* Begin Record set *

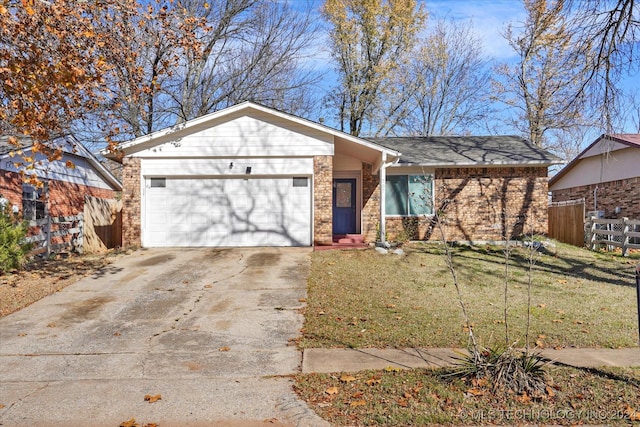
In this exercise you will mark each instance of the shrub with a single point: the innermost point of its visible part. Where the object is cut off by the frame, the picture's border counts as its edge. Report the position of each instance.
(13, 250)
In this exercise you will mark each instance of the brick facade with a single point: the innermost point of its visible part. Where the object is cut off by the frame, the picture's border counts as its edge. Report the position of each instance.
(131, 206)
(479, 204)
(624, 194)
(370, 203)
(65, 198)
(323, 200)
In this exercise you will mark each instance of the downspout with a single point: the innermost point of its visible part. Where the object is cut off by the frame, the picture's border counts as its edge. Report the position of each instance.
(383, 181)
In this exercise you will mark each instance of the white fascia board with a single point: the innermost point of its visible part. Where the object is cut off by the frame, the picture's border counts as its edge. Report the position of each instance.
(182, 127)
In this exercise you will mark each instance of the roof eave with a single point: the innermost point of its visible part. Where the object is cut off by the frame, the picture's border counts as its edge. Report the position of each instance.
(123, 147)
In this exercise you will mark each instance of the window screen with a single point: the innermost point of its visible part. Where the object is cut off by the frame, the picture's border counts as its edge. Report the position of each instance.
(300, 181)
(409, 195)
(158, 182)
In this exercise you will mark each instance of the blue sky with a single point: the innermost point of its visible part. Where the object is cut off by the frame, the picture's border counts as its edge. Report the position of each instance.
(488, 18)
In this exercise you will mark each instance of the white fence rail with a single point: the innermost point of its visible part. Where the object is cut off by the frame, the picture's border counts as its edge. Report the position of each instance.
(622, 233)
(51, 228)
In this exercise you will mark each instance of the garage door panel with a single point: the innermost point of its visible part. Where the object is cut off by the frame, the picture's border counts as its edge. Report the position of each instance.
(227, 212)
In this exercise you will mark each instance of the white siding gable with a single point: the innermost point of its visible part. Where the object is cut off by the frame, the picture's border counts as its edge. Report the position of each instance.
(82, 173)
(245, 136)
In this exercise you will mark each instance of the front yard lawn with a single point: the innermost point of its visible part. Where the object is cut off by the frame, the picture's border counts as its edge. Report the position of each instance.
(365, 299)
(423, 397)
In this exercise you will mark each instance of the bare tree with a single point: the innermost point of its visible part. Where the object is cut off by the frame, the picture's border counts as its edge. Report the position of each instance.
(447, 84)
(192, 57)
(369, 40)
(251, 50)
(611, 30)
(547, 84)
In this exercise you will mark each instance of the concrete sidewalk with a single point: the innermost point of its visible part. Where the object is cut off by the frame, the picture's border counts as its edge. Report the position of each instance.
(322, 360)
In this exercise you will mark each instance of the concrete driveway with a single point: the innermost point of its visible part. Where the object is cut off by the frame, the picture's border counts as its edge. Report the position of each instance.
(209, 330)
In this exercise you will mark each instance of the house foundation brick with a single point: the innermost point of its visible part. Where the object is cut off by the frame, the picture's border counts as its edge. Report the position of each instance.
(624, 193)
(370, 204)
(323, 199)
(477, 204)
(131, 198)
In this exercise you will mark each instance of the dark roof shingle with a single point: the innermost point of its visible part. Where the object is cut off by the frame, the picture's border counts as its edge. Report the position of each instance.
(467, 151)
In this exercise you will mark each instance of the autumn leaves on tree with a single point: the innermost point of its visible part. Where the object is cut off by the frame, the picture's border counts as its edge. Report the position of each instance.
(110, 71)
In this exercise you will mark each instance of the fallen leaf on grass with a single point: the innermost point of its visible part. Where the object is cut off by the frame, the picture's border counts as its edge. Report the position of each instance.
(347, 378)
(550, 391)
(475, 392)
(152, 399)
(373, 381)
(332, 390)
(633, 414)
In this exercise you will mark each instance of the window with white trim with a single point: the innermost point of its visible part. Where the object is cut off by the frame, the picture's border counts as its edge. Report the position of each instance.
(33, 202)
(409, 195)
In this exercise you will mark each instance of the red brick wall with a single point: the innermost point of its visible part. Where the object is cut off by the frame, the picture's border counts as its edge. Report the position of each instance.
(65, 198)
(11, 188)
(623, 193)
(323, 199)
(481, 204)
(131, 210)
(370, 203)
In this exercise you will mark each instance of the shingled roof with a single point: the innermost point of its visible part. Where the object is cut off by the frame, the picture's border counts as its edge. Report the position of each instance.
(6, 147)
(467, 151)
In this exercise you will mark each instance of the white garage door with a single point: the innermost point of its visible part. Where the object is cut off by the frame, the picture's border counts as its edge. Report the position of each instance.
(227, 212)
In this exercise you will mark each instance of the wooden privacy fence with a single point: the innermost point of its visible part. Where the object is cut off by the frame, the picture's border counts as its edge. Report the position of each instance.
(622, 233)
(51, 234)
(566, 222)
(103, 224)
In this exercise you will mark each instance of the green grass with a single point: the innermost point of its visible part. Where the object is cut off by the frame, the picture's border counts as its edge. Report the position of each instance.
(423, 397)
(364, 299)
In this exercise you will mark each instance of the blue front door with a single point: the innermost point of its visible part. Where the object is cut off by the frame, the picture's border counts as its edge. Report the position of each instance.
(344, 206)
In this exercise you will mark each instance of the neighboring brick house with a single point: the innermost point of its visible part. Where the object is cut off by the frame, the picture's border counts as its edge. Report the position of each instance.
(64, 185)
(250, 175)
(606, 175)
(485, 188)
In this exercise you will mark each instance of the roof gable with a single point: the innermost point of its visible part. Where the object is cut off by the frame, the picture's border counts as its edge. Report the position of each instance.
(70, 146)
(441, 151)
(602, 145)
(177, 132)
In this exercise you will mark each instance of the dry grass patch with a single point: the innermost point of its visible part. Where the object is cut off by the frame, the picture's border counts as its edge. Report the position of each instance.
(423, 397)
(364, 299)
(42, 277)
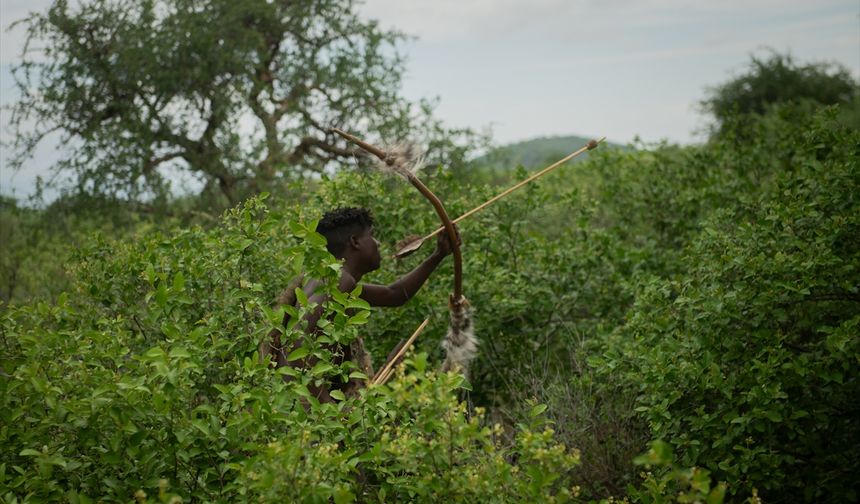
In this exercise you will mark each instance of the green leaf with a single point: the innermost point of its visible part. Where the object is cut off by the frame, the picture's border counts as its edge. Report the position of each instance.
(302, 297)
(298, 353)
(537, 410)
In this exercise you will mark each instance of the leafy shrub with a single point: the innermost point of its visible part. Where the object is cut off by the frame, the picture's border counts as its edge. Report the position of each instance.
(145, 381)
(747, 364)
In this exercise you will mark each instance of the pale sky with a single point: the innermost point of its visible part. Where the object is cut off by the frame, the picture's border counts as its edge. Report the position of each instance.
(530, 68)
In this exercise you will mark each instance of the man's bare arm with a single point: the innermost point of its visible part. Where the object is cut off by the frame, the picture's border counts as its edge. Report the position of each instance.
(404, 288)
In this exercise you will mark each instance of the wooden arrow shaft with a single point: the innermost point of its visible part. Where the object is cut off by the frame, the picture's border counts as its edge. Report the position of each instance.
(591, 145)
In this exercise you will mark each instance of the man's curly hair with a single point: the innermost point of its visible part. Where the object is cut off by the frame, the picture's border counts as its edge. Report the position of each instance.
(339, 224)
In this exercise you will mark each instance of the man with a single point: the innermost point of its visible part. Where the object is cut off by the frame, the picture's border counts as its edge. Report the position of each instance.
(349, 237)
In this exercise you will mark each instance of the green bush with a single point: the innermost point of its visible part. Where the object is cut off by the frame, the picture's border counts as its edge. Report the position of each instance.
(747, 363)
(144, 380)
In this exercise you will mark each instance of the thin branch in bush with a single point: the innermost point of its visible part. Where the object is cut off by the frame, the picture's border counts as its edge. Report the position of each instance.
(460, 343)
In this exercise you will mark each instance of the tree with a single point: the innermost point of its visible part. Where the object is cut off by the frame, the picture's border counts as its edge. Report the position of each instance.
(779, 79)
(237, 94)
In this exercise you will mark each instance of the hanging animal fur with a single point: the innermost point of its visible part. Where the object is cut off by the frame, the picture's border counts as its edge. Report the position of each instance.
(460, 343)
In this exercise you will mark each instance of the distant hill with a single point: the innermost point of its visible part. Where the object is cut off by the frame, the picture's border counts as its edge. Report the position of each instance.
(536, 152)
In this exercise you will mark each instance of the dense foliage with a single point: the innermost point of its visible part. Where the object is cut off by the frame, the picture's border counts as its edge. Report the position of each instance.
(779, 78)
(704, 297)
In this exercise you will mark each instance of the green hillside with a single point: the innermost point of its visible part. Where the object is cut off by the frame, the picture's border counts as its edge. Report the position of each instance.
(535, 152)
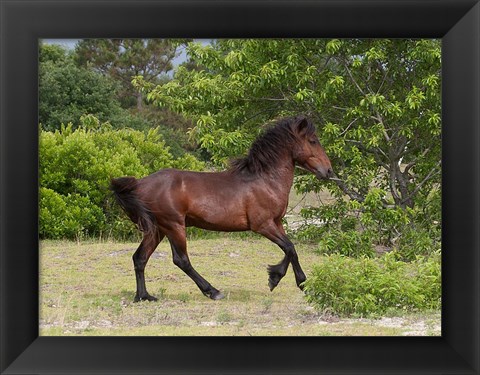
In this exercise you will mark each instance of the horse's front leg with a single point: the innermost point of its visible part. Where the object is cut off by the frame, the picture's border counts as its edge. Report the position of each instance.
(275, 233)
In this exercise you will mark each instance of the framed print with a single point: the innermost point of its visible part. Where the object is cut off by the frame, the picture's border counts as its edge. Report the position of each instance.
(24, 23)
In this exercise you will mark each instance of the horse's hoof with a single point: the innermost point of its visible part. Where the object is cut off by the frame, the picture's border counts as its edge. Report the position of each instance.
(216, 295)
(146, 297)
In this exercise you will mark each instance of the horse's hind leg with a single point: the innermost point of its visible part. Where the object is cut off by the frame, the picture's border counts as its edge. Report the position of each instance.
(275, 233)
(178, 243)
(140, 259)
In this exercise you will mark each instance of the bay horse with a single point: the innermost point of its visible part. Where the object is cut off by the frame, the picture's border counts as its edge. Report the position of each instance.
(251, 195)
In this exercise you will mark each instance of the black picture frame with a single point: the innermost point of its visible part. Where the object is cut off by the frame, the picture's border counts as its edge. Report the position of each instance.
(22, 23)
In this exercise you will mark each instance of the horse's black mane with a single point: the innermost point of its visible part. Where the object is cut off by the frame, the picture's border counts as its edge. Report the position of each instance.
(270, 146)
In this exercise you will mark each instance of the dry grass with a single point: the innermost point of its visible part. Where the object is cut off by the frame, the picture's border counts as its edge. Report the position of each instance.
(88, 289)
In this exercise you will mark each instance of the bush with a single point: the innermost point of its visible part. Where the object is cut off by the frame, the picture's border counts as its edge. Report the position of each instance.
(75, 171)
(372, 287)
(349, 243)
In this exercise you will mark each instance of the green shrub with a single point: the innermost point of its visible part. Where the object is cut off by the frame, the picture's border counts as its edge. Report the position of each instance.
(372, 287)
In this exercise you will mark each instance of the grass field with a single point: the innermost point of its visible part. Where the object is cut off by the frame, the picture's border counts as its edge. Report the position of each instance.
(87, 288)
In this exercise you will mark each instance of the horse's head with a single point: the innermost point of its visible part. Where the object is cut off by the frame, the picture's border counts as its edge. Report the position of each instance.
(308, 153)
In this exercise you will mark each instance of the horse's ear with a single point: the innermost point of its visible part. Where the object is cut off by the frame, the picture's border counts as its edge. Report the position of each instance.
(302, 125)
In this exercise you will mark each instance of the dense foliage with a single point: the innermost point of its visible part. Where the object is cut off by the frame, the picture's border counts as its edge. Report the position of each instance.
(376, 104)
(374, 287)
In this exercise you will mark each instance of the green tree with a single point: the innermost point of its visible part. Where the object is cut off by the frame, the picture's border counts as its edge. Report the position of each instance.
(376, 103)
(122, 59)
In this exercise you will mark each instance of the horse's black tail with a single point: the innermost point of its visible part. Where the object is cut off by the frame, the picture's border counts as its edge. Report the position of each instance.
(124, 191)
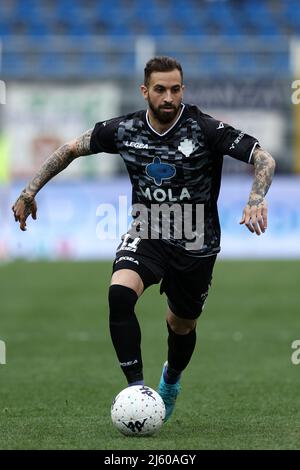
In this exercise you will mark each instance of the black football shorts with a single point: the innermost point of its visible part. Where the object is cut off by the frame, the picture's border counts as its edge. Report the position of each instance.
(185, 279)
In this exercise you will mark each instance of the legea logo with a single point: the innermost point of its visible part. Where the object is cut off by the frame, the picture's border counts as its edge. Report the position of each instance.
(2, 352)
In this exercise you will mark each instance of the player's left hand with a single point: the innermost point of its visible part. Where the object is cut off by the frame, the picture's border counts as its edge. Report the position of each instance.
(23, 207)
(255, 217)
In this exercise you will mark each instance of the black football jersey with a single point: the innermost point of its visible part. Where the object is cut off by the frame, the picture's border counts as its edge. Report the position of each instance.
(179, 169)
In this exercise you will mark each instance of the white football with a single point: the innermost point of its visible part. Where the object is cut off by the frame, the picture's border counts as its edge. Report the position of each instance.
(138, 411)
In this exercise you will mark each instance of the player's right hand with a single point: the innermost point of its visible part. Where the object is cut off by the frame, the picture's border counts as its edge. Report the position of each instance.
(23, 207)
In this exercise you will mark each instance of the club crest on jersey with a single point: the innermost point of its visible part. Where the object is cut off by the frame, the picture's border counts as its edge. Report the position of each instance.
(186, 147)
(160, 171)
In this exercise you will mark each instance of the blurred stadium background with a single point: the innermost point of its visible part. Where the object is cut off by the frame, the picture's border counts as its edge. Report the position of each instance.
(66, 64)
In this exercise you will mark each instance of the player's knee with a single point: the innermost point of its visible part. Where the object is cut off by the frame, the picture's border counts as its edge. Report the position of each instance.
(121, 302)
(181, 326)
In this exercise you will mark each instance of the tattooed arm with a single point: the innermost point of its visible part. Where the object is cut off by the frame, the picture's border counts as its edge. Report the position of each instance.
(58, 161)
(255, 214)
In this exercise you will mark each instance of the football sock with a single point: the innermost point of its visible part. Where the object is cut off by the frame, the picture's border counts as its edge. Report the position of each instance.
(125, 331)
(180, 350)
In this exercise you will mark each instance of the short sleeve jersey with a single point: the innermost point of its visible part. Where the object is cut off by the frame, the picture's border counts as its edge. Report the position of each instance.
(180, 167)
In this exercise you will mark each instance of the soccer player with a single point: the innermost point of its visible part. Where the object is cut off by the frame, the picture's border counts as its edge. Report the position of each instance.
(173, 153)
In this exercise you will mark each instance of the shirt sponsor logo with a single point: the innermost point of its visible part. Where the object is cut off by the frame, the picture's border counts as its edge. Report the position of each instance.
(237, 140)
(159, 171)
(187, 147)
(136, 145)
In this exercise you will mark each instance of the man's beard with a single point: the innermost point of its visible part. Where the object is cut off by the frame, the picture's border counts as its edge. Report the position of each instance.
(162, 116)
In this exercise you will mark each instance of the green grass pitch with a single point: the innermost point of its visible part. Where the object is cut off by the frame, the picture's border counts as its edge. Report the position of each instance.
(241, 390)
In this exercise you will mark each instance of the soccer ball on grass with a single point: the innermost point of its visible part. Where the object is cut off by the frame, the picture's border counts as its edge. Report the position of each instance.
(138, 411)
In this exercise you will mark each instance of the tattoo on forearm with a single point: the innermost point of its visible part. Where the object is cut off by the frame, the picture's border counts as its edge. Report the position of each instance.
(59, 160)
(83, 144)
(264, 166)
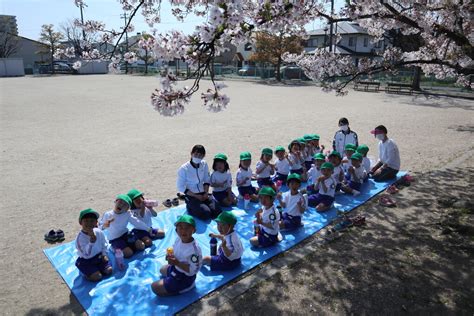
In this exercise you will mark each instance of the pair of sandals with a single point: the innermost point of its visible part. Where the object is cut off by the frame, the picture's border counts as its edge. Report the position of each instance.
(171, 202)
(54, 236)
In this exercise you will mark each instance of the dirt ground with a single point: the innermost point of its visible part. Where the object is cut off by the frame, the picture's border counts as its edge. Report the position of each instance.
(73, 142)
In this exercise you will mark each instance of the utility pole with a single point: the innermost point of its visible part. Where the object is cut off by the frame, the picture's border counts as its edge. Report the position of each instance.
(124, 17)
(330, 26)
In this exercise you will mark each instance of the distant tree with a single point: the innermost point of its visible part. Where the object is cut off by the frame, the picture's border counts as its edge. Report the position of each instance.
(270, 49)
(9, 44)
(52, 40)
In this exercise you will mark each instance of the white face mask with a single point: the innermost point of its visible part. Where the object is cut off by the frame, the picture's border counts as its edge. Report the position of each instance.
(196, 160)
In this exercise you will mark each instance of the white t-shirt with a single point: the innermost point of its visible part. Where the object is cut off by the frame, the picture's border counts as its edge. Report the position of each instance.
(235, 246)
(146, 219)
(188, 253)
(282, 166)
(221, 181)
(330, 185)
(314, 174)
(119, 225)
(360, 174)
(266, 172)
(388, 154)
(271, 216)
(192, 179)
(243, 174)
(295, 161)
(291, 202)
(87, 249)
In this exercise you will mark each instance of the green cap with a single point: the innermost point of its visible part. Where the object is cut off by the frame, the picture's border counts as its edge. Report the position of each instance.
(188, 219)
(267, 151)
(356, 156)
(267, 191)
(293, 176)
(301, 140)
(335, 153)
(319, 156)
(133, 194)
(350, 147)
(88, 211)
(245, 155)
(125, 198)
(363, 149)
(221, 156)
(226, 218)
(327, 165)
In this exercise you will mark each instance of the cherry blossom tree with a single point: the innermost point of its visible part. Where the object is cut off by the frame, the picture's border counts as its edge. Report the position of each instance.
(445, 28)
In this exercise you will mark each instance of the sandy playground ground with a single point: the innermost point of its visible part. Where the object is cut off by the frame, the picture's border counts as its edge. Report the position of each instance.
(73, 142)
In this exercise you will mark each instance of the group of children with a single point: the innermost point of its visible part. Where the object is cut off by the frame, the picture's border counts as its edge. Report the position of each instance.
(304, 162)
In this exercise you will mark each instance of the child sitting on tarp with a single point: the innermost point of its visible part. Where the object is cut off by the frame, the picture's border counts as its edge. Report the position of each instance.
(91, 246)
(293, 202)
(144, 213)
(356, 175)
(116, 221)
(324, 199)
(230, 249)
(268, 220)
(184, 261)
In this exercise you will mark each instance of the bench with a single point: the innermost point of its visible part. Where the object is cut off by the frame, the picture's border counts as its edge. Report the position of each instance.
(396, 87)
(367, 86)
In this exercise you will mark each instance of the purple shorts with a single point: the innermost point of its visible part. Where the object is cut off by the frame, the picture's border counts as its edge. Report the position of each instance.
(92, 265)
(177, 282)
(355, 185)
(298, 171)
(126, 240)
(316, 199)
(291, 222)
(221, 263)
(265, 239)
(250, 190)
(264, 181)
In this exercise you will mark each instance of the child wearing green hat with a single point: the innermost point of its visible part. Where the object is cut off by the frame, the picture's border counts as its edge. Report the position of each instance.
(91, 246)
(264, 169)
(143, 214)
(268, 219)
(244, 177)
(356, 174)
(282, 166)
(116, 222)
(221, 181)
(184, 261)
(230, 249)
(324, 199)
(293, 202)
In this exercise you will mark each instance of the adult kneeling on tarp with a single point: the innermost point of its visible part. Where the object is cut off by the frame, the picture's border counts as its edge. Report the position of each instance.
(388, 163)
(193, 181)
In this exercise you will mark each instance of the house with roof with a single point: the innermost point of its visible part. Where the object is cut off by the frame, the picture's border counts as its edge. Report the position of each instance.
(354, 41)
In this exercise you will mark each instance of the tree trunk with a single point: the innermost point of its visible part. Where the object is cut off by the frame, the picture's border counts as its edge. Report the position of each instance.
(278, 69)
(416, 79)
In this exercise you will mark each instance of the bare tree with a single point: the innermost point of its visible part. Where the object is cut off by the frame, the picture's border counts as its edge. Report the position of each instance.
(51, 39)
(9, 44)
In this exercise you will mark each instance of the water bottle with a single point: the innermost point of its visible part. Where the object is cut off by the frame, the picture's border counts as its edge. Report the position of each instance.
(151, 203)
(246, 201)
(213, 244)
(119, 259)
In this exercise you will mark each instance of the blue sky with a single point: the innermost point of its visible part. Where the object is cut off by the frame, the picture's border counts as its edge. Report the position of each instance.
(31, 14)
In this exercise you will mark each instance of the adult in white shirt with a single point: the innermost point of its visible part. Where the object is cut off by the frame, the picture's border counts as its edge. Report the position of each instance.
(388, 163)
(194, 180)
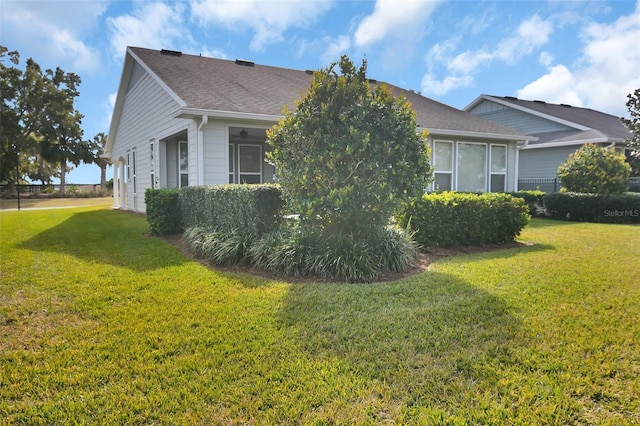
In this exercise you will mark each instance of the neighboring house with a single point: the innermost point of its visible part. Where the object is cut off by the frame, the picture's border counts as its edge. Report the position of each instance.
(185, 120)
(560, 129)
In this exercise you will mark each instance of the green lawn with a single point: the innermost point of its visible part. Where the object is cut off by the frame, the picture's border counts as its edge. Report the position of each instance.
(100, 323)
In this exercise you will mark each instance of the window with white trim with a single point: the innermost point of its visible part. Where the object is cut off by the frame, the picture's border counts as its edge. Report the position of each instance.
(498, 161)
(152, 165)
(232, 163)
(183, 166)
(443, 165)
(133, 168)
(472, 167)
(249, 163)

* End Record set *

Goal: Begin with the line that contains "the adult in" and repeat every line through the end of the data, exactly and only those lines, leaving out the pictures.

Response to the task:
In this exercise you will mark each instance of the adult in white shirt with a single point: the innermost point of its visible part. Where the object is cut off by the frame, the picture's border counts as its edge. Report the position of each instance.
(388, 163)
(194, 180)
In this exercise you will mark each instance of the neighboring house with a single point: the innermost point of its visible part. Where the object is cut off by the frame, the picture's border counts as its edge. Report the position of each instance.
(185, 120)
(560, 129)
In this exercise you will mark each instance of the green lawn with a single point: the innermost point of its visible part. Where the object is cut off by the frame, the picture's border counts as its edge. Report the position of each instance.
(100, 323)
In this exercise you will mark each instance of the window with white trim with a single point: the innermost point of its visible part. Where the object is cut off by the frame, the picture's border counts as its edge. Report the position of each instance.
(498, 161)
(152, 165)
(232, 163)
(183, 166)
(443, 165)
(133, 168)
(472, 167)
(249, 163)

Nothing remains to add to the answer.